#### [Short exercise]
Pick out every line in the entries below that contains the word "table", and copy each of those lines in full.

Object location annotation data
☆ ☆ ☆ ☆ ☆

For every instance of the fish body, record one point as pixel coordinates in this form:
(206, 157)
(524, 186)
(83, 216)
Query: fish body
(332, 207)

☆ ☆ ☆ ☆ ☆

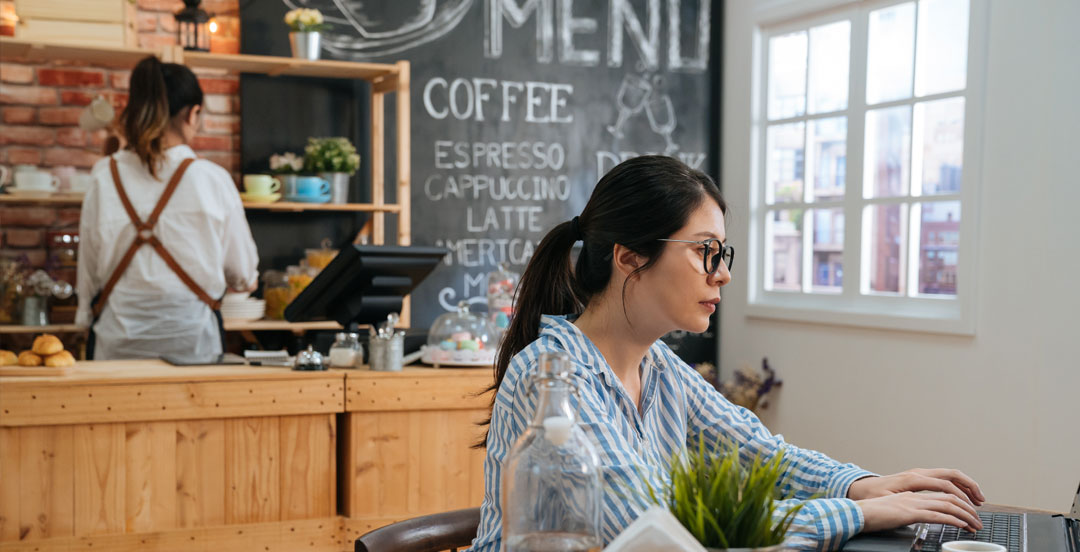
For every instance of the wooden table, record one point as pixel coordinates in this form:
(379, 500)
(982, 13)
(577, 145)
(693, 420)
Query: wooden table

☆ ☆ ☆ ☆ ☆

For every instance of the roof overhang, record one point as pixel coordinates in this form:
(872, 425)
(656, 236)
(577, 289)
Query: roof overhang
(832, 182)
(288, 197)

☆ ☆ ☆ ☆ ☆

#### [Reply]
For every instance of the wooden table, record one point as pixel coordinates in this form:
Query: wooden table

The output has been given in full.